* Document section *
++++++++++++++++++++

INSIDE THE GRASSY KNOLL
Table
of
Contents
1
In case you’re reading this because the title suggests I might be admitting to a nasty streak in my behavior, then forget it.

This article isn’t about that. However, though I don’t deny that I am becoming more and more of a curmudgeon with every passing day, what I will be sharing here is based on my experiences the last 15 years with the local wildlife both in Florida and the old, not-so-suburban ‘hood in the northeast corner of New Jersey.

As Lady Vyz and I packed up for our recent move, we knew we’d have to go through some separation from the wildlife. We expected there would be more critters to bid good-bye, but, in the end, it was the first visitors we encountered here over four years ago that were the only ones left standing.

Two sand hill cranes, Ozzie and Harriet, were our first backdoor pets. Early on we found they liked to eat the bread we threw out for the blue jays, cardinals, mockingbirds and red-winged black birds. We could watch them from behind the two sliding glass doors that faced out on the lanai. These wall-length windows also framed an oak sapling and a 40-foot grass expanse that stretched from the lanai to the wetlands that lay behind a wall of shrubs and a mix of live oaks and southern pines.

We had placed Vyzykeet’s cage in the center of the sliders and found he got excited when the birds came to feed. It seemed his favorite feathered friends were the blue jays. He got quite animated when they appeared and, though he was one of the few males who couldn’t mimic human speech, that is, “talk,” he did adopt two blue jay calls.

++++++++++++++++++++

* Record list *
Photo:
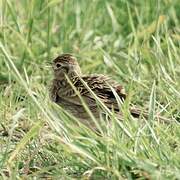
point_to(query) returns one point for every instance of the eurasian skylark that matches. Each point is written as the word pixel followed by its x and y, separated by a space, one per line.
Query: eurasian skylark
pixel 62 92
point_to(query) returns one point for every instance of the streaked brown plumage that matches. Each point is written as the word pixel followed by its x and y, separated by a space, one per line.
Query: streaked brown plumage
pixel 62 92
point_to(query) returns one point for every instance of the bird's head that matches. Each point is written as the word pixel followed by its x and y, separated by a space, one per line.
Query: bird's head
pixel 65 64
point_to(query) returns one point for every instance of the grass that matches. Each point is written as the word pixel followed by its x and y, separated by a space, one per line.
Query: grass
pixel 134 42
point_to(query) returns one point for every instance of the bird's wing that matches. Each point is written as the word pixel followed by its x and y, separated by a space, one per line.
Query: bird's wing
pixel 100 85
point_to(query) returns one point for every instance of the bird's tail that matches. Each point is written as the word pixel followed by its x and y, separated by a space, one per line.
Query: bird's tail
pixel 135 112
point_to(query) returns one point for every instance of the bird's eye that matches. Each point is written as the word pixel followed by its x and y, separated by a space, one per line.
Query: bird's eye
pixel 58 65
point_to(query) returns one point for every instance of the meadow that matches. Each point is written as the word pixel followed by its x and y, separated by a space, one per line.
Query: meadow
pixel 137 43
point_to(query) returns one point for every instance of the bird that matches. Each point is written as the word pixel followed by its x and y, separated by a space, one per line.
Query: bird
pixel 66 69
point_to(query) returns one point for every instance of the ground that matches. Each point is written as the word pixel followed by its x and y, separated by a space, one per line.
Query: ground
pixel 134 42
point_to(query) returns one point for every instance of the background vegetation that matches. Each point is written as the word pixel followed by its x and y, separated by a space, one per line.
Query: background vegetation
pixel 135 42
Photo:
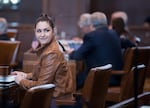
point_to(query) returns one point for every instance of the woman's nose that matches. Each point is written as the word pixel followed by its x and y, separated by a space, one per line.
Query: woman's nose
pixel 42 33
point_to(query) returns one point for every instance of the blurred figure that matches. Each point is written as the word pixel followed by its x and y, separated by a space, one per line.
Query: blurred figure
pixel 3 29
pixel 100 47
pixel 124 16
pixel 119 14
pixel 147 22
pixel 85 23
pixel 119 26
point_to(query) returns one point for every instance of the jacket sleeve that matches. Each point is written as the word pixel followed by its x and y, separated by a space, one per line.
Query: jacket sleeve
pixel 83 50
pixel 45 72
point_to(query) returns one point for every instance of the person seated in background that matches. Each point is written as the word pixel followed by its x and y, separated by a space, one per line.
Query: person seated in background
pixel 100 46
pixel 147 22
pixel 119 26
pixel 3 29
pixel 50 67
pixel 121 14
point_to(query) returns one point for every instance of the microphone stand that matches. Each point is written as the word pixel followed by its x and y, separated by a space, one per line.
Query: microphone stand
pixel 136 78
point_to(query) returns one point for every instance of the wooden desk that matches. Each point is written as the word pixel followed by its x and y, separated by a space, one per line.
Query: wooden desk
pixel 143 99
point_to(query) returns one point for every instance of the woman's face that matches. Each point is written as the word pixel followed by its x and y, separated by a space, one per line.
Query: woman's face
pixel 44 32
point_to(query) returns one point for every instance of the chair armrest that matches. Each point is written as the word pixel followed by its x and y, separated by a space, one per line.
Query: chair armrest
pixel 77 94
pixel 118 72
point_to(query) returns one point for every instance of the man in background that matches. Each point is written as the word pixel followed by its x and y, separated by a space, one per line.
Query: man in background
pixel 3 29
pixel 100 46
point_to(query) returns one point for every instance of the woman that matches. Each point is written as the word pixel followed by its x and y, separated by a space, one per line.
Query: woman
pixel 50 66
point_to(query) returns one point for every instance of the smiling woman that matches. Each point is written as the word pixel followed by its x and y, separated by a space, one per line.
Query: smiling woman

++++++++++++++++++++

* What you need to do *
a) In the essay about backyard wildlife, what were the two sand hill cranes called?
b) Pick up the essay about backyard wildlife after its final sentence and carry it on.

* The answers *
a) Ozzie and Harriet.

b)
Not long after our move to the residence, Ozzie and Harriet began stopping by. Then, weeks later, two female raccoons—Raquel and Rachel—began popping up.

Raquel showed up first and was easily identifiable by the limp in her right rear leg. Raquel was a peaceful animal whom we could hand feed. She was also a principal in the most comical incident that took place in the backyard—one that also involved Ozzie.

Both of them decided to go for the same slice of bread. Although there was plenty for everybody, Ozzie decided he wanted Raquel’s slice, and with Raquel hunkered over her bread—the better to protect it—Ozzie stealthily moved toward her and began pecking her on the head. With every hit Raquel took, she’d look up at him as if to say: “Quit it, huh?” And with each of Raquel’s reactions, Ozzie would initiate his territorial display, which didn’t faze Raquel at all. She was more interested in food than fighting and, finally, unable to eat in peace, she took her bread and hobbled into the wetlands as Ozzie turned and, with chest puffed, strutted victoriously (Thaz right. I’m bad. Un-huh.) back to Harriet.

Rachel was not as passive as Raquel, whose meek behavior was probably a survival strategy because she knew she was not a dominant female. We did feed Rachel by hand on occasion, but we were never really sure about her and kept things simple. Rachel produced three fur balls. Poor Raquel managed only one. Both raccoons would disappear for a while then return, but both did stop coming. Raquel left first. Rachel stayed on a bit longer, and it may be coincidence, but her final departure coincided with the death of a raccoon who was struck by a vehicle on the road on the other side of the wetlands.

However, the loose association we’ve maintained over the last 10 years with the wildlife here in Florida—a thread I’ll return to later in this article—had its roots on an early spring day in 1991 in Teaneck, New Jersey.

I had been accepted into a college umpires association and was awaiting my first assignment, but while working high school exhibitions, I had developed a slight pull in the hamstring of my right leg. To have to give up games would not go well for me as a rookie in the college ranks so I did all I could to treat the pull and keep it as minimal as possible.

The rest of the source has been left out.